Supplied entries =>
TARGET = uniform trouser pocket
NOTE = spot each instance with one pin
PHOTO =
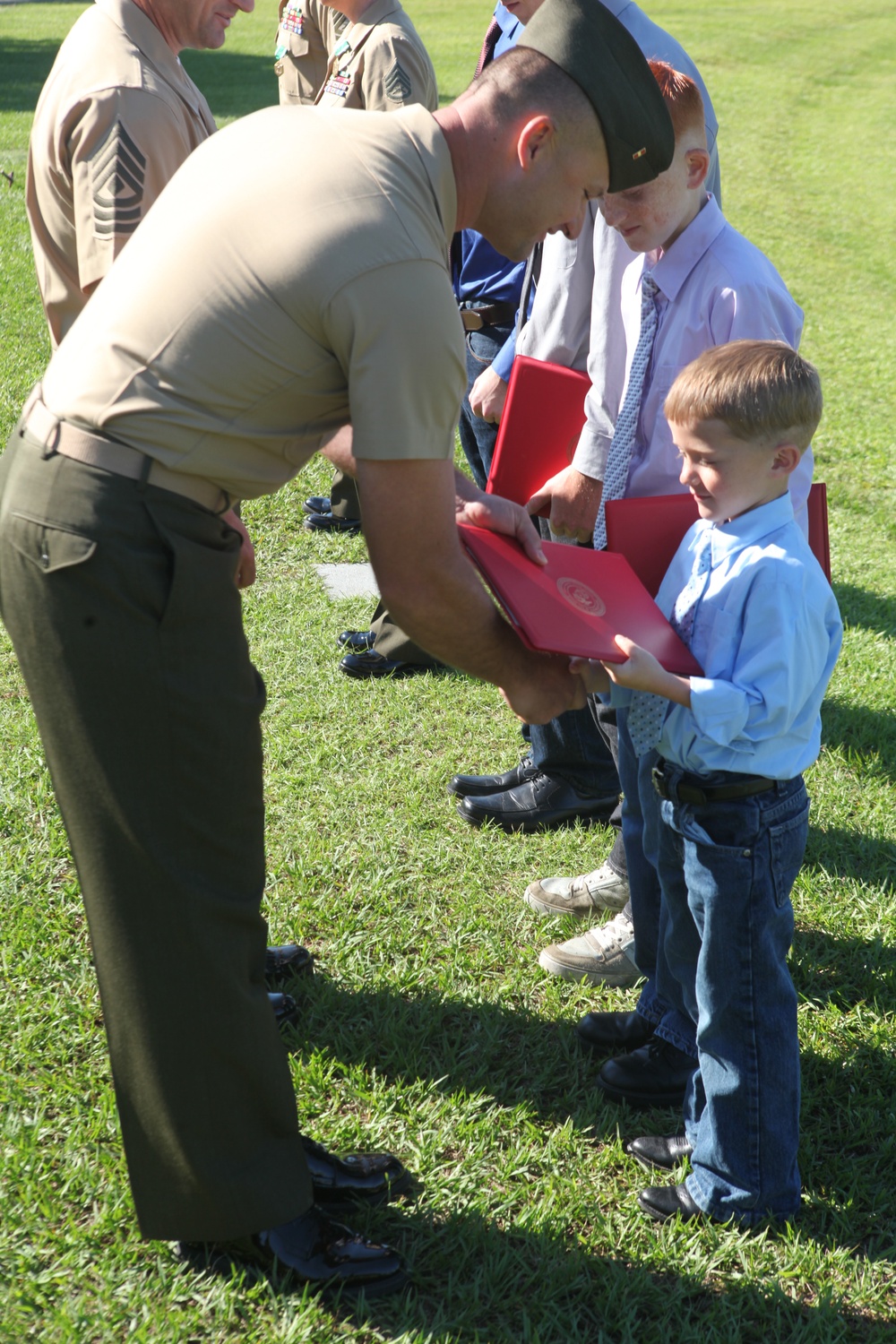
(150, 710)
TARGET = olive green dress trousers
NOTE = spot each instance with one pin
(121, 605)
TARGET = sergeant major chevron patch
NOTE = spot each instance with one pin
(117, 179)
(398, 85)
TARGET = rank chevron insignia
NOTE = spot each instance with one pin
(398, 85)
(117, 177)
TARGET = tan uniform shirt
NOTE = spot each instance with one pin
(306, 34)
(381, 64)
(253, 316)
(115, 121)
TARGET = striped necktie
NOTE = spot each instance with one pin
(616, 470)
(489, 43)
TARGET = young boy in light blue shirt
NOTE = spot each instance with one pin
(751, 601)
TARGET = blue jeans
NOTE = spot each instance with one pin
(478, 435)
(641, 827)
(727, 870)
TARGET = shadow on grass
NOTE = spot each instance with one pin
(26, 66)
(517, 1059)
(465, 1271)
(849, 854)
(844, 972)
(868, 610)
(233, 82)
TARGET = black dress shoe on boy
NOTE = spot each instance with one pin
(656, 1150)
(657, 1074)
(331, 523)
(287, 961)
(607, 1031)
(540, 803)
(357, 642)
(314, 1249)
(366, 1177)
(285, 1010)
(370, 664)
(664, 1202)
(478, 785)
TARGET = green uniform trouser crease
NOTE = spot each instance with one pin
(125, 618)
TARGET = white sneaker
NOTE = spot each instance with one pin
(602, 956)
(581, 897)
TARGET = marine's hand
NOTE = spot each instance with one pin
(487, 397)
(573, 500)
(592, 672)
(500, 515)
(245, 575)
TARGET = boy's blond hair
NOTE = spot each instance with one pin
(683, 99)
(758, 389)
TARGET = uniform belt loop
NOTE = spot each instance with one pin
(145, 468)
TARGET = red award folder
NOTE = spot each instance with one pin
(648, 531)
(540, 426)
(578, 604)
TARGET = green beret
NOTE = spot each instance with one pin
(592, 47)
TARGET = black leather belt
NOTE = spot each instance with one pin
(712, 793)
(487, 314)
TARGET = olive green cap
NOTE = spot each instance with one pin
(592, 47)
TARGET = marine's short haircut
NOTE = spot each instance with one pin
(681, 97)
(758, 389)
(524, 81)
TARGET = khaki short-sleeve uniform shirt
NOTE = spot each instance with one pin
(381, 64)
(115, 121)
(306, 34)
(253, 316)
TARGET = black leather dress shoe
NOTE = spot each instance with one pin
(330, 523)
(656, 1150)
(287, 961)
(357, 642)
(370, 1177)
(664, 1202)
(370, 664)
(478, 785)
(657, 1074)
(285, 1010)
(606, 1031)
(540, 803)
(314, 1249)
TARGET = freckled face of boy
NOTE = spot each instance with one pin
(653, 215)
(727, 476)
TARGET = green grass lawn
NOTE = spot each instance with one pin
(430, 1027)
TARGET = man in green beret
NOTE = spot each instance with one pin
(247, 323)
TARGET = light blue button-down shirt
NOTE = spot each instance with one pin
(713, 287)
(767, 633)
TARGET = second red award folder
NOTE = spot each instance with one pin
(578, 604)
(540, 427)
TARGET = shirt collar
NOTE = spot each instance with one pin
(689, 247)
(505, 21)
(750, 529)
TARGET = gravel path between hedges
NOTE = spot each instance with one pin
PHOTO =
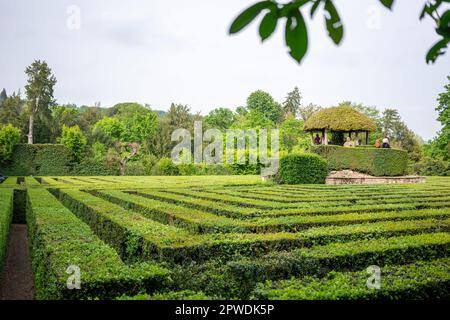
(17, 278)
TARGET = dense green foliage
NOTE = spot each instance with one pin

Stated goal =>
Reproduce the data from the line that contains "TARGET = khaki short-sleeve uniform shirt" through the end of the data, both ends included. Leave the pictures out of your copy.

Answer to the task =>
TARGET = khaki short-sleeve uniform shirt
NOTE = spot each instance with one pin
(381, 64)
(115, 121)
(306, 34)
(253, 316)
TARGET = black leather dress shoe
NOTE = spot each instance with one pin
(330, 523)
(656, 1150)
(287, 961)
(357, 642)
(370, 1177)
(664, 1202)
(370, 664)
(478, 785)
(657, 1074)
(285, 1010)
(606, 1031)
(540, 803)
(314, 1249)
TARGET = freckled face of boy
NOTE = spot each instance with one pin
(653, 215)
(727, 476)
TARGET = green grass lawn
NOTE = spot each instance with one pin
(430, 1027)
TARGET = man in green beret
NOTE = spot each instance with one pin
(247, 323)
TARGET = light blue button-down shirt
NOTE = spot each instance with one pin
(713, 287)
(767, 633)
TARGET = second red award folder
NOTE = spot each instance with one pin
(578, 604)
(540, 427)
TARGET = shirt collar
NOTE = spot each instance with one pin
(689, 247)
(505, 21)
(750, 529)
TARGET = gravel path between hedges
NOTE = spot each instance with one pin
PHOTO =
(17, 278)
TARGET = dense green foliage
NOTE = spot each instance with one pin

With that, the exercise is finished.